> [EXERCISE AIM] Below is a set of records. Repeat all of them exactly.

Referring expression pointing data
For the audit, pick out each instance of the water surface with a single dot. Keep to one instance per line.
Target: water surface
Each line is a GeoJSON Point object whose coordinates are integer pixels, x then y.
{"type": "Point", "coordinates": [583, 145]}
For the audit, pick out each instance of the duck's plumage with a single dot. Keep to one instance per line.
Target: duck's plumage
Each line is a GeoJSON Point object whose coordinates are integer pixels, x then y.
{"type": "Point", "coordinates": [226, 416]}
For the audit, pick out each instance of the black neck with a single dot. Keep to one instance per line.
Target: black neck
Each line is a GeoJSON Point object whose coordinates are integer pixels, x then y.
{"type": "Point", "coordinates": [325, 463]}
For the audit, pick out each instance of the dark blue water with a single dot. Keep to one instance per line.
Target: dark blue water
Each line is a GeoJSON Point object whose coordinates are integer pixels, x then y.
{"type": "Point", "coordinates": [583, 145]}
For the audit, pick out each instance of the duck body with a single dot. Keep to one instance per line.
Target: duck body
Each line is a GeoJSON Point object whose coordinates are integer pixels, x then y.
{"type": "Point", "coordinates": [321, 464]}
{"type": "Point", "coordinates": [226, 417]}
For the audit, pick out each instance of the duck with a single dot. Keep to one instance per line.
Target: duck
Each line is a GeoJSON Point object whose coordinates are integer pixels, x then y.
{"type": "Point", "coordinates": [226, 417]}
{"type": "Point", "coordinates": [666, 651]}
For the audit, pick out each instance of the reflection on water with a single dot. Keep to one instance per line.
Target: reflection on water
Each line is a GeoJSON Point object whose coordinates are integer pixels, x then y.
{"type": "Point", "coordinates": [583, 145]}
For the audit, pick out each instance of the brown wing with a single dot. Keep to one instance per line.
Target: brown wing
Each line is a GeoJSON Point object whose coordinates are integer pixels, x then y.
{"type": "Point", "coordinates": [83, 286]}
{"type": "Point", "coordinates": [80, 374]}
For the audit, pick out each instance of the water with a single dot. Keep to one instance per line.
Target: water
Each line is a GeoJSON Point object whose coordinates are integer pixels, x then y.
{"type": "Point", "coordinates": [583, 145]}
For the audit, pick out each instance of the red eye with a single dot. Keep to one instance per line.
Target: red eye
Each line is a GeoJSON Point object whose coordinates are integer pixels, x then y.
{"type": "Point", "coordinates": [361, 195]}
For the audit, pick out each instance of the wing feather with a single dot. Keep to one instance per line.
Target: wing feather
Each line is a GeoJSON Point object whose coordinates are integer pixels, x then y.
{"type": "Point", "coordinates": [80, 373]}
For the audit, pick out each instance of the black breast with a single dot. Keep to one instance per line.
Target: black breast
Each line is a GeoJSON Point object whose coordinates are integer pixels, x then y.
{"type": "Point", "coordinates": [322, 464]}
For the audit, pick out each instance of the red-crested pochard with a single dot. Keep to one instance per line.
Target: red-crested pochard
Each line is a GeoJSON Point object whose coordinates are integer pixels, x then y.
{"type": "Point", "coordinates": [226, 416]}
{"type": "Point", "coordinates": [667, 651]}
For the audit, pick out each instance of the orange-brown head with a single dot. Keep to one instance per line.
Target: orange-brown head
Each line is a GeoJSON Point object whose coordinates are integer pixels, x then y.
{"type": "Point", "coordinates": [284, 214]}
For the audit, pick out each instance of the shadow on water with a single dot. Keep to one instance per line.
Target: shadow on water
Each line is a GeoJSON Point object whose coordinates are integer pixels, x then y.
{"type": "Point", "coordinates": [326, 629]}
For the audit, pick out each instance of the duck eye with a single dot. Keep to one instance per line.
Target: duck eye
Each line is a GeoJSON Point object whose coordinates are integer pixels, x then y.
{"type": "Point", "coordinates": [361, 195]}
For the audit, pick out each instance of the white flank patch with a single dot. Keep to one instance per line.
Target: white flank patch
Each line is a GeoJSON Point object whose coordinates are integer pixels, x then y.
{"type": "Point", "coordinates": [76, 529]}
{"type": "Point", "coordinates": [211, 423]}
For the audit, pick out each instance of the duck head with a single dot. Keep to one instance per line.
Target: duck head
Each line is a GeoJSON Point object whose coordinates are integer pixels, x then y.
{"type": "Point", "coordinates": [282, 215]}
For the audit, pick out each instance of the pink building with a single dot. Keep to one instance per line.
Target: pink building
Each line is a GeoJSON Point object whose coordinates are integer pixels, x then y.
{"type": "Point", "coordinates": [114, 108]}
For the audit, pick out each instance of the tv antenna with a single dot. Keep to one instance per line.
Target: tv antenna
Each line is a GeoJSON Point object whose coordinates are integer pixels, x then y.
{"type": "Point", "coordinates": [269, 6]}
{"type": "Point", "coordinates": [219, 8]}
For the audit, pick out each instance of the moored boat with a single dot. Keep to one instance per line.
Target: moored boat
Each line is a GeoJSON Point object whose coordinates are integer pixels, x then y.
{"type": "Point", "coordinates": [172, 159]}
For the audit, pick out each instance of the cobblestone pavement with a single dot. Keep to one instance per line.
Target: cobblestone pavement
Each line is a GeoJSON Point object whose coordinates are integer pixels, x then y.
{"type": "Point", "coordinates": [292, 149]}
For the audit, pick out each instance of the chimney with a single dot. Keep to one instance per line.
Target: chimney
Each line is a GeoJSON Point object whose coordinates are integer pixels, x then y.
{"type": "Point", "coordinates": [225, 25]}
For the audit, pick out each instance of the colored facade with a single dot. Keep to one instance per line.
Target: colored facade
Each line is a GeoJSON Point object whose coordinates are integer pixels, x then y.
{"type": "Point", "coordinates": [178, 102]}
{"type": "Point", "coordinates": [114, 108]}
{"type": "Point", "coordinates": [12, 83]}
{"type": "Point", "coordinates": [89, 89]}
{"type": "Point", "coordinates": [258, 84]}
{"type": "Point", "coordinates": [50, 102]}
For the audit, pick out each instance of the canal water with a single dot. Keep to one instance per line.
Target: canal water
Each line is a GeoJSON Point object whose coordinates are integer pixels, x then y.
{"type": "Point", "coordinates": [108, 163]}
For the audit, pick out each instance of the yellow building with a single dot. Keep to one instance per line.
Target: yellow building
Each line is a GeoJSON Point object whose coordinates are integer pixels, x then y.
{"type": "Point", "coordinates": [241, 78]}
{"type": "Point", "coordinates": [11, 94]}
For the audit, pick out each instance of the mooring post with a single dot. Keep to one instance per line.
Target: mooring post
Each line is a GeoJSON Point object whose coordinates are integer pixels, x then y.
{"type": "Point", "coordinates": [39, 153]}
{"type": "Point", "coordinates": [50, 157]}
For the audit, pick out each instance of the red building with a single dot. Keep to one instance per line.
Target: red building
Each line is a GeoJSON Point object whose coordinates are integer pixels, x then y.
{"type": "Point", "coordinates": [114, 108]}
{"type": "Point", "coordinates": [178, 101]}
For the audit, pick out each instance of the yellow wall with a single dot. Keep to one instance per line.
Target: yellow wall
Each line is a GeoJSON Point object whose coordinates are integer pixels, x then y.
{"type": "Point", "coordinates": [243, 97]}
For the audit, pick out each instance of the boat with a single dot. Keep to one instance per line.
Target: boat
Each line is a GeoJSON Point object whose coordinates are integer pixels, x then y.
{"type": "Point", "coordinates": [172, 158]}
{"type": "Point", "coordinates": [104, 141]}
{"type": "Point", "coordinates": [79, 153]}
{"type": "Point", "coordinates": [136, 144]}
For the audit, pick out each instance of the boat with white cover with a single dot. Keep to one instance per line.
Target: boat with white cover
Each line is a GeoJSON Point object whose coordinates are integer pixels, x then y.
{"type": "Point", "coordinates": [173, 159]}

> [REPLY TO THE TASK]
For the audit, pick out each instance of the water surface with a single dot. Keep to one instance per line.
Target: water surface
Each line is a GeoJSON Point object whose coordinates are integer pixels, x then y.
{"type": "Point", "coordinates": [583, 145]}
For the audit, pick out each instance of the duck's plumage with a single dot. Keep to one instance per line.
Target: duck's plumage
Each line is a GeoJSON Point object whose coordinates are integer pixels, x then y.
{"type": "Point", "coordinates": [226, 416]}
For the audit, pick out each instance of the black neck with a single dot. Keep to one instance per line.
Target: black neck
Each line is a GeoJSON Point object whose coordinates are integer pixels, x then y.
{"type": "Point", "coordinates": [325, 463]}
For the audit, pick out each instance of the dark blue water with a single dot. Keep to one instance per line.
Target: dark blue water
Each line is a GeoJSON Point object whose coordinates are integer pixels, x then y.
{"type": "Point", "coordinates": [583, 145]}
For the audit, pick out each instance of the duck body with a single dot. Keep to one instance per line.
Target: duck body
Each line is a GeoJSON Point object whose coordinates are integer pixels, x then y.
{"type": "Point", "coordinates": [321, 464]}
{"type": "Point", "coordinates": [226, 417]}
For the audit, pick out each instance of the duck with a single dot. Keep to one instance per line.
Target: duck
Each line is a GeoJSON Point object whose coordinates are integer pixels, x then y.
{"type": "Point", "coordinates": [226, 417]}
{"type": "Point", "coordinates": [666, 651]}
For the audit, pick out each instance of the reflection on water with a single dot. Keep to one instance per line.
Target: reflection on water
Each line is a GeoJSON Point object whose coordinates are integer pixels, x then y.
{"type": "Point", "coordinates": [583, 145]}
For the audit, pick out each instance of the brown wing with a single dot. Keep to one instance per line.
Target: brown wing
Each line is a GeoJSON Point object whose coordinates are integer pixels, x then y.
{"type": "Point", "coordinates": [83, 286]}
{"type": "Point", "coordinates": [80, 374]}
For the audit, pick out each instance of the water with a single dot. Keep to one instance per line.
Target: water
Each line is a GeoJSON Point object whose coordinates are integer pixels, x then y.
{"type": "Point", "coordinates": [583, 145]}
For the audit, pick out each instance of the red eye with a single dot. Keep to one instance per line.
Target: red eye
Each line is a GeoJSON Point object whose coordinates are integer pixels, x then y.
{"type": "Point", "coordinates": [361, 195]}
For the audit, pick out each instance of the wing feather with a single dot. Keep to one instance per line.
Target: wing feather
Each line is a GeoJSON Point object whose coordinates are integer pixels, x then y.
{"type": "Point", "coordinates": [80, 373]}
For the audit, pick out each instance of the black breast with a single dot. Keep to one instance per line.
Target: black breast
Each line is a GeoJSON Point object whose coordinates are integer pixels, x then y.
{"type": "Point", "coordinates": [322, 464]}
For the audit, pick out each instance of the red-crested pochard with a single dot. Keep to one instance per line.
Target: red-crested pochard
Each line is a GeoJSON Point object whose coordinates are integer pixels, x then y.
{"type": "Point", "coordinates": [226, 416]}
{"type": "Point", "coordinates": [667, 651]}
For the audit, pick out each instance of the orange-brown head with a single dot. Keep to one instance per line.
Target: orange-brown head
Each line is a GeoJSON Point object whose coordinates are integer pixels, x then y.
{"type": "Point", "coordinates": [284, 214]}
For the audit, pick out each instance of the shadow on water with a single dot. Keep to one instance per line.
Target: shadow on water
Each line is a GeoJSON Point object whose coordinates are integer pixels, x then y.
{"type": "Point", "coordinates": [326, 629]}
For the audit, pick out each instance of the duck eye with a single dot. Keep to one instance per line.
Target: duck eye
Each line is a GeoJSON Point object whose coordinates are integer pixels, x then y.
{"type": "Point", "coordinates": [361, 195]}
For the audit, pick out each instance of the white flank patch with a single dot. Keep to one instance per line.
Target: white flank patch
Each line is a GeoJSON Point object whose coordinates are integer pixels, x then y.
{"type": "Point", "coordinates": [76, 529]}
{"type": "Point", "coordinates": [211, 423]}
For the audit, pick out each instance of the duck head with a single dot. Keep to one instance per line.
Target: duck head
Each line is a GeoJSON Point object whose coordinates are integer pixels, x then y.
{"type": "Point", "coordinates": [282, 215]}
For the audit, pick out each instance of the pink building with a single dot. Keep to one instance per line.
Target: pink building
Each line is a GeoJSON Point object whose coordinates are integer pixels, x then y.
{"type": "Point", "coordinates": [114, 108]}
For the audit, pick out each instance of the tv antenna with a single dot. Keep to one instance per line.
Target: tv antenna
Each line is a GeoJSON Point object whose coordinates are integer pixels, x then y.
{"type": "Point", "coordinates": [269, 6]}
{"type": "Point", "coordinates": [219, 8]}
For the audit, pick out each instance of the moored boat with a single dot. Keep to one instance per line.
Target: moored boat
Each line is a GeoJSON Point object whose coordinates are integer pixels, x then y.
{"type": "Point", "coordinates": [172, 159]}
For the audit, pick out each instance of the cobblestone pavement with a single dot. Keep to one instance per line.
Target: cobblestone pavement
Each line is a GeoJSON Point object whose coordinates are integer pixels, x then y.
{"type": "Point", "coordinates": [292, 149]}
For the audit, pick out each instance of the chimney with a single dot. Keep to one instance per line.
Target: chimney
Each line is a GeoJSON Point object whose coordinates are integer pixels, x then y.
{"type": "Point", "coordinates": [225, 25]}
For the audit, pick out each instance of the colored facade with a single dot. Keep to one instance per line.
Target: colored facade
Each line is a GeoJSON Point object whose coordinates are integer pixels, x then y.
{"type": "Point", "coordinates": [178, 102]}
{"type": "Point", "coordinates": [114, 108]}
{"type": "Point", "coordinates": [12, 83]}
{"type": "Point", "coordinates": [89, 89]}
{"type": "Point", "coordinates": [258, 84]}
{"type": "Point", "coordinates": [50, 102]}
For the audit, pick out each instance of the canal water with a single dot. Keep to one instance per line.
Target: canal water
Each line is a GeoJSON Point object whose coordinates are integer pixels, x then y.
{"type": "Point", "coordinates": [108, 163]}
For the audit, pick out each instance of the yellow building with a single dot. Keep to one instance per line.
Target: yellow building
Each line is a GeoJSON Point object whose coordinates are integer pixels, x then y.
{"type": "Point", "coordinates": [241, 78]}
{"type": "Point", "coordinates": [11, 94]}
For the audit, pick out each instance of the mooring post with a single dot. Keep to one instance per line.
Target: mooring post
Each line is a GeoJSON Point object whose coordinates are integer pixels, x then y.
{"type": "Point", "coordinates": [39, 153]}
{"type": "Point", "coordinates": [50, 157]}
For the audit, pick out each instance of the red building with a single dot. Keep to one instance per line.
Target: red building
Each line is a GeoJSON Point object whose coordinates are integer pixels, x then y.
{"type": "Point", "coordinates": [114, 108]}
{"type": "Point", "coordinates": [178, 101]}
For the audit, pick out each instance of the yellow wall with a single dot. Keep to one instance per line.
Target: yellow wall
Each line is a GeoJSON Point object whose coordinates are integer pixels, x then y.
{"type": "Point", "coordinates": [243, 97]}
For the audit, pick out each instance of the boat with a single dot. Keep to one instance per line.
Target: boat
Each line is a GeoJSON Point object whose coordinates are integer pixels, x then y.
{"type": "Point", "coordinates": [172, 158]}
{"type": "Point", "coordinates": [104, 141]}
{"type": "Point", "coordinates": [79, 153]}
{"type": "Point", "coordinates": [136, 144]}
For the audit, pick out each instance of the boat with white cover with a single dot. Keep to one instance per line.
Target: boat with white cover
Each line is a GeoJSON Point object whose coordinates are integer pixels, x then y.
{"type": "Point", "coordinates": [173, 159]}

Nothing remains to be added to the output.